[RECORDS SHOWN Boundary: Start]

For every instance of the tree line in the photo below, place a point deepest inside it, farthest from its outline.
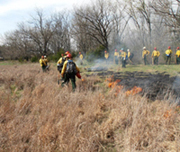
(108, 24)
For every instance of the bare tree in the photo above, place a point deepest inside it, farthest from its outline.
(61, 37)
(39, 30)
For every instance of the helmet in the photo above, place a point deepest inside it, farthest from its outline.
(69, 56)
(67, 52)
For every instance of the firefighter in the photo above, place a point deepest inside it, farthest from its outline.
(42, 63)
(123, 58)
(60, 62)
(69, 72)
(177, 56)
(155, 56)
(81, 58)
(106, 55)
(168, 53)
(46, 62)
(130, 56)
(116, 56)
(145, 53)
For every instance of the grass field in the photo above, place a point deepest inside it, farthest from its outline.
(37, 114)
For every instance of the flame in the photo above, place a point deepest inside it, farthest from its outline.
(114, 85)
(133, 91)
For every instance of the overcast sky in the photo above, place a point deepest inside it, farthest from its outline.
(13, 12)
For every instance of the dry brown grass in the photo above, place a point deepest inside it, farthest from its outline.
(38, 115)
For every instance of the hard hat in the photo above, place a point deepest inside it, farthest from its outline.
(69, 56)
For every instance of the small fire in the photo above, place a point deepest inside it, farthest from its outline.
(133, 91)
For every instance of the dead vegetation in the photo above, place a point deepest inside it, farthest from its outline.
(38, 115)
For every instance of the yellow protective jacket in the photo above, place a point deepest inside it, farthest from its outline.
(60, 60)
(168, 51)
(106, 55)
(129, 54)
(145, 52)
(46, 61)
(178, 53)
(123, 54)
(42, 62)
(64, 68)
(155, 53)
(116, 54)
(81, 56)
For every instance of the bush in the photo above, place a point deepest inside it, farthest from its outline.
(95, 54)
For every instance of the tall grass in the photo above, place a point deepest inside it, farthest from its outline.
(37, 115)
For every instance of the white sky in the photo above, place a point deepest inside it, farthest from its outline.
(13, 12)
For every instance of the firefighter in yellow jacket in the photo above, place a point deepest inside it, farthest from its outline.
(155, 56)
(123, 58)
(69, 71)
(168, 53)
(145, 53)
(177, 56)
(42, 63)
(81, 58)
(116, 56)
(106, 55)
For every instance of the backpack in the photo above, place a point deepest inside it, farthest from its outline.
(71, 67)
(131, 55)
(62, 63)
(126, 57)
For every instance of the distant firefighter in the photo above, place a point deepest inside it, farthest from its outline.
(43, 64)
(130, 55)
(145, 53)
(168, 53)
(106, 55)
(123, 58)
(116, 56)
(155, 56)
(81, 58)
(69, 71)
(177, 56)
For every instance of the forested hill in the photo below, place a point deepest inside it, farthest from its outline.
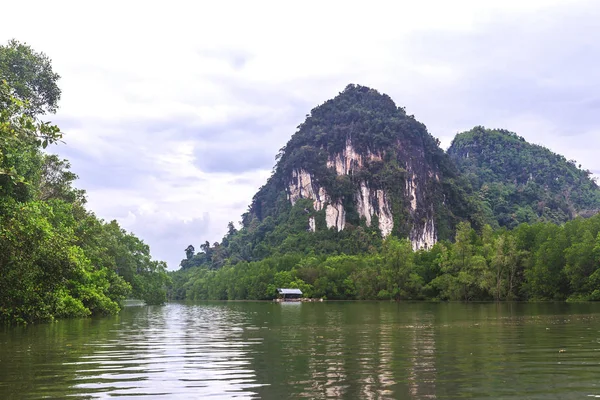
(57, 259)
(348, 210)
(523, 182)
(357, 170)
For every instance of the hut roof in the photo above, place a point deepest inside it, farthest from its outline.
(289, 291)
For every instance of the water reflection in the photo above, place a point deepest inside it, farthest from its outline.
(173, 351)
(325, 350)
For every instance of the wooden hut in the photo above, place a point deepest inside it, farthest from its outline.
(289, 294)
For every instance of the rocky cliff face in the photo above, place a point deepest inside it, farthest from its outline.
(362, 160)
(369, 201)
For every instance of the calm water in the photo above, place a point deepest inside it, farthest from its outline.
(321, 350)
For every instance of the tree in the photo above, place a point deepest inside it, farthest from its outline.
(31, 76)
(189, 252)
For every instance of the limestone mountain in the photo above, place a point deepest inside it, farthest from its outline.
(523, 182)
(358, 162)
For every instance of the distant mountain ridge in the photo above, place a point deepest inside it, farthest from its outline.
(522, 182)
(359, 169)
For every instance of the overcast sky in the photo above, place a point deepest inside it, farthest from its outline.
(173, 111)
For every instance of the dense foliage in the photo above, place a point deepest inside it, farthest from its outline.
(56, 258)
(522, 182)
(542, 261)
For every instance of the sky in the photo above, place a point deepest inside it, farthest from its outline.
(173, 111)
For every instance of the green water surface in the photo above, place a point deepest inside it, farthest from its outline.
(350, 350)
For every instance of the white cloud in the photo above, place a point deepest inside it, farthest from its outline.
(156, 93)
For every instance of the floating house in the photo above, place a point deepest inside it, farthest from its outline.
(289, 294)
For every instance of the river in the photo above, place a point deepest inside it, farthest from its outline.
(350, 350)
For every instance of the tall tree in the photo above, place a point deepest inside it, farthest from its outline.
(31, 76)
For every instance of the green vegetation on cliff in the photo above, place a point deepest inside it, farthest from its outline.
(504, 182)
(381, 150)
(56, 258)
(522, 182)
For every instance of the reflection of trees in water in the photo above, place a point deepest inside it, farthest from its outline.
(171, 350)
(422, 371)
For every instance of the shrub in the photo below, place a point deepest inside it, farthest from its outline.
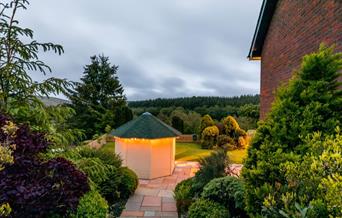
(230, 125)
(33, 187)
(129, 182)
(310, 102)
(209, 136)
(184, 196)
(86, 152)
(92, 204)
(232, 129)
(203, 208)
(206, 122)
(212, 167)
(227, 191)
(5, 210)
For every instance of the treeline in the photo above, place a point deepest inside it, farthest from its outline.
(191, 103)
(188, 121)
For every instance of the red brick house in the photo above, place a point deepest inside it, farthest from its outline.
(287, 30)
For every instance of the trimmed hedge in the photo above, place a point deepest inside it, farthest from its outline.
(227, 191)
(184, 196)
(129, 182)
(92, 205)
(203, 208)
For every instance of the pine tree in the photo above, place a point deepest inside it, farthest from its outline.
(99, 98)
(311, 102)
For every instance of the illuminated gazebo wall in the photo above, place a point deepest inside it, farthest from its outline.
(147, 146)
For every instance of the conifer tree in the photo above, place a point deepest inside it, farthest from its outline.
(99, 99)
(310, 102)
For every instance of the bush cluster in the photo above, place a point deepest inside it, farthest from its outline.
(286, 173)
(184, 196)
(106, 175)
(227, 134)
(33, 187)
(92, 204)
(228, 191)
(203, 208)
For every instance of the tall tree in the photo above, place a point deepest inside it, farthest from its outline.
(99, 98)
(18, 56)
(19, 93)
(311, 102)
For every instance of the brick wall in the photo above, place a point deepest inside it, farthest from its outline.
(297, 28)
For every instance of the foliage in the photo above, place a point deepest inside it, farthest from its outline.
(98, 99)
(192, 116)
(109, 186)
(98, 165)
(183, 195)
(203, 208)
(92, 204)
(250, 110)
(177, 123)
(7, 146)
(225, 142)
(33, 187)
(53, 120)
(206, 121)
(5, 210)
(190, 103)
(212, 167)
(313, 181)
(106, 175)
(311, 102)
(209, 137)
(237, 135)
(247, 123)
(19, 56)
(129, 182)
(227, 191)
(230, 125)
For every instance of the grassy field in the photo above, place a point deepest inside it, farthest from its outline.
(191, 152)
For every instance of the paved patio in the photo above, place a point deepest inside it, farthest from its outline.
(154, 198)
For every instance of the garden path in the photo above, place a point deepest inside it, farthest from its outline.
(154, 198)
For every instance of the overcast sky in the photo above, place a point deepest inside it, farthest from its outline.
(164, 48)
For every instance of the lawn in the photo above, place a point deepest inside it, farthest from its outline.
(191, 152)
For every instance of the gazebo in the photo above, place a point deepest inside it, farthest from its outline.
(147, 146)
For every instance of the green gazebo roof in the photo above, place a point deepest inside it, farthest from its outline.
(145, 126)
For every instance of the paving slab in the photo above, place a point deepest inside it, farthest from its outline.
(154, 198)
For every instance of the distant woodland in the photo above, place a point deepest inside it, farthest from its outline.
(185, 113)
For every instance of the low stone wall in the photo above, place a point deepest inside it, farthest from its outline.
(185, 138)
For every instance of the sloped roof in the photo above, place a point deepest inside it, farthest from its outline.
(145, 126)
(265, 16)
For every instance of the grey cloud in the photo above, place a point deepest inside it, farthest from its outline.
(166, 48)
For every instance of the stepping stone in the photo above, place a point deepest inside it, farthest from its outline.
(166, 193)
(147, 191)
(169, 207)
(128, 213)
(151, 201)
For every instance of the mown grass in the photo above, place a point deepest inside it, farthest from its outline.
(191, 152)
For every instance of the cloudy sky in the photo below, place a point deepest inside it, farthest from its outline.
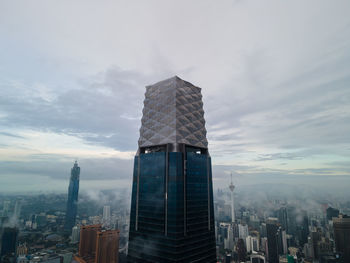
(275, 79)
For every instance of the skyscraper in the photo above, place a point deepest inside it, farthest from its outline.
(232, 187)
(8, 242)
(107, 246)
(172, 217)
(272, 240)
(72, 202)
(341, 226)
(97, 245)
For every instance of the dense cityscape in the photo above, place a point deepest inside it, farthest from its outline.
(302, 230)
(174, 131)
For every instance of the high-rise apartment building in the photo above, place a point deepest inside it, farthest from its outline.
(341, 226)
(172, 215)
(72, 202)
(97, 245)
(107, 246)
(272, 240)
(8, 243)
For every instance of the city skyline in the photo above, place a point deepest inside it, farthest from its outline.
(274, 78)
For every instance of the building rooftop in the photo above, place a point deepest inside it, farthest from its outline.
(173, 113)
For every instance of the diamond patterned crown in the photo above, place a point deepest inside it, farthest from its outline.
(173, 113)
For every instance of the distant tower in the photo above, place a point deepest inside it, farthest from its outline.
(106, 213)
(232, 187)
(72, 202)
(75, 234)
(341, 226)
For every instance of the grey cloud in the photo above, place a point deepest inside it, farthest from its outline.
(59, 169)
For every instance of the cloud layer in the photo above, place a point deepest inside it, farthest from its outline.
(274, 78)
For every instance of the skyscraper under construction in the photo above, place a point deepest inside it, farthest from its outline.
(172, 215)
(72, 202)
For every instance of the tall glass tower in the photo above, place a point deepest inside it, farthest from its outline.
(172, 215)
(72, 202)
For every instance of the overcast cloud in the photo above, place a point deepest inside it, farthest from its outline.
(274, 76)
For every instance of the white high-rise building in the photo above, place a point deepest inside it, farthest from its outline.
(252, 244)
(106, 212)
(243, 231)
(75, 234)
(5, 208)
(232, 187)
(228, 242)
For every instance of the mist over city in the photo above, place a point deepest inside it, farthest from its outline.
(175, 131)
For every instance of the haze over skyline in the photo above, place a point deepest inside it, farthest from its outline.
(274, 78)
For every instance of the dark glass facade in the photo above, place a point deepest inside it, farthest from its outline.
(172, 214)
(72, 202)
(172, 217)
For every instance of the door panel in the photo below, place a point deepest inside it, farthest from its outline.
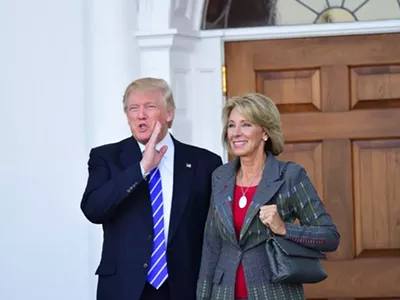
(339, 99)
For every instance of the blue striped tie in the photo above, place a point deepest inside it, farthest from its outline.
(158, 271)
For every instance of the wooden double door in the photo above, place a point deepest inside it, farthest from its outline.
(339, 99)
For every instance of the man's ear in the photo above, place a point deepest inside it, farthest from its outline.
(170, 115)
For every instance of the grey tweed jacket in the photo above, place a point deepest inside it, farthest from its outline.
(295, 196)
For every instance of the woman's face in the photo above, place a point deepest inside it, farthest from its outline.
(245, 138)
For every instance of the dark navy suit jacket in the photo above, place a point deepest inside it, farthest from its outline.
(117, 197)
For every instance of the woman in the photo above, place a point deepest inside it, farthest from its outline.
(252, 193)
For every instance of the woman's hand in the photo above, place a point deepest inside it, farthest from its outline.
(270, 217)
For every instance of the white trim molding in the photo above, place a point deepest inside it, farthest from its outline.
(303, 31)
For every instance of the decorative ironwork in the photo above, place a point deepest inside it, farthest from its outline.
(238, 13)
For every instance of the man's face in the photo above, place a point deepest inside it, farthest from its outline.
(143, 110)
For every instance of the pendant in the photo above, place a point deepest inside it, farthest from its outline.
(242, 201)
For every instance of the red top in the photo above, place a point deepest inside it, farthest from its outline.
(238, 219)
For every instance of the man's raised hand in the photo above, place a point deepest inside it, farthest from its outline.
(152, 157)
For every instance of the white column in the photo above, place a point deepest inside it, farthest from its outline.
(166, 41)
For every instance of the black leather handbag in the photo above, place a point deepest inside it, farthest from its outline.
(291, 262)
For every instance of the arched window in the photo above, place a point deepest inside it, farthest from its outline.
(251, 13)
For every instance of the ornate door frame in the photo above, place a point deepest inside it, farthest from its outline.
(191, 59)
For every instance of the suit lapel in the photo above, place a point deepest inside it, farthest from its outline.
(130, 152)
(223, 196)
(267, 188)
(183, 173)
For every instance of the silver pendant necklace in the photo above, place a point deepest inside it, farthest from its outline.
(243, 199)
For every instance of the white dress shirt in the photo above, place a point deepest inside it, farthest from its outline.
(166, 167)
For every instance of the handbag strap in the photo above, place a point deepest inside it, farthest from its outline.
(271, 233)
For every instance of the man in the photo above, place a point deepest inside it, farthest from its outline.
(151, 194)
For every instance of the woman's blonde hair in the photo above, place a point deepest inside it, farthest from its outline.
(260, 110)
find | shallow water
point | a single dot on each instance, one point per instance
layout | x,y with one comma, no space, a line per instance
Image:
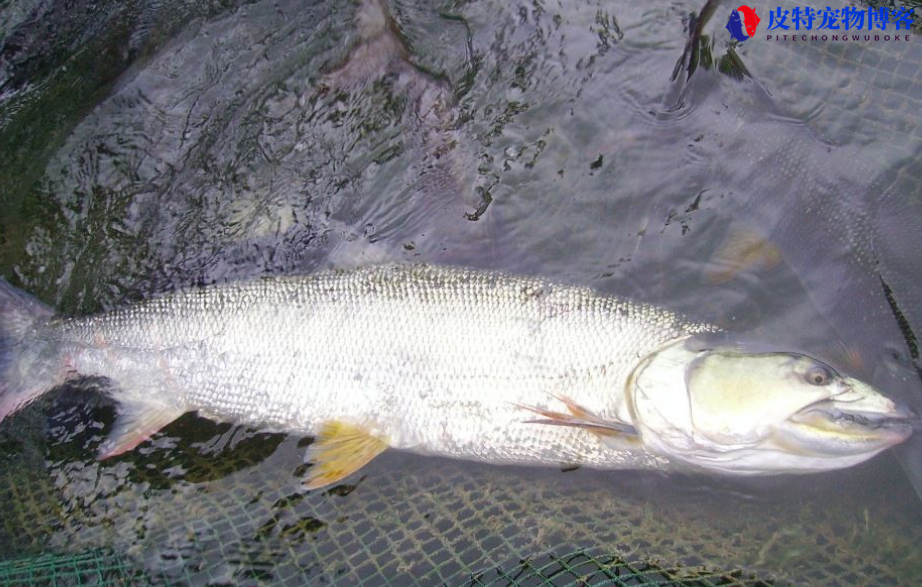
157,145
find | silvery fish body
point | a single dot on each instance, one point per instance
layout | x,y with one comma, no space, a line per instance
454,362
436,360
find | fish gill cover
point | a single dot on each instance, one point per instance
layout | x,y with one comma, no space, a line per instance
743,22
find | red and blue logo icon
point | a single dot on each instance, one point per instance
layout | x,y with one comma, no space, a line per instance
743,22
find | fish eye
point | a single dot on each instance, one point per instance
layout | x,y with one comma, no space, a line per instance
818,375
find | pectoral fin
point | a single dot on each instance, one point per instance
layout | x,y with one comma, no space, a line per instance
137,421
338,451
580,417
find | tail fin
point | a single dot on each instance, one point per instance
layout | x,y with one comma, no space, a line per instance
25,369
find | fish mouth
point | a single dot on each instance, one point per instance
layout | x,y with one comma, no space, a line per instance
883,422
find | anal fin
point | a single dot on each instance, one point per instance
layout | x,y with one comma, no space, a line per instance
137,421
338,451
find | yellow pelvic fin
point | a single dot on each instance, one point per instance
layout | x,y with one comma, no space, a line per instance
740,251
580,417
338,451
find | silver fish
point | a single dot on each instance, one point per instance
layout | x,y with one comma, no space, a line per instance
454,362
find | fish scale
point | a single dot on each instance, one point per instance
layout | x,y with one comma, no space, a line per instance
453,362
437,360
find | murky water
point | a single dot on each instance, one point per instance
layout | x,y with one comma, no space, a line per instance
154,145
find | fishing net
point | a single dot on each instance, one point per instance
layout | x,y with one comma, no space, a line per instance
578,569
214,505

[RECORDS SHOWN Boundary: End]

## YOUR ASSIGNMENT
Would you please write out, exactly and with no other lines, the stretch of the listing above from the line containing "find | fish gill cover" through the line containing "find | fish scale"?

## RESPONSE AREA
find | fish gill cover
point | a single dot on each instance, one point per instance
layout | x,y with one comma, no space, a line per instance
743,22
find | red and blue logo icon
point | a single dot on each instance, one point per instance
layout | x,y with one comma, no space, a line per instance
743,22
find | fish eye
point | a single dot on each instance, one point per instance
layout | x,y with one comma, no space, a line per instance
818,375
find | pectoral fin
point | a single dot on each instance, one point per instance
layout | x,y with one comma, no space, a line per instance
137,421
338,451
580,417
find | tail fin
point | a single dot on each instance, one point per instance
layout | x,y with one comma, no space, a line per instance
25,369
find | fish mouth
point | a single dot on each instance, one point per instance
layout | x,y with one comma, no space, a line per instance
883,422
find | anal fin
point | a single dot on each instance, one point per instance
layout | x,y with one comma, no space, a line per instance
137,421
338,451
find | yellow pelvic fin
point | a single dot on each instance, one point per instance
layout | x,y with one comma, no space, a line per instance
740,251
580,417
338,451
find | silver fish
point | a single dot on each instance, one point per instance
layout | x,y with one comma, no space, a line per instance
454,362
find | fish scale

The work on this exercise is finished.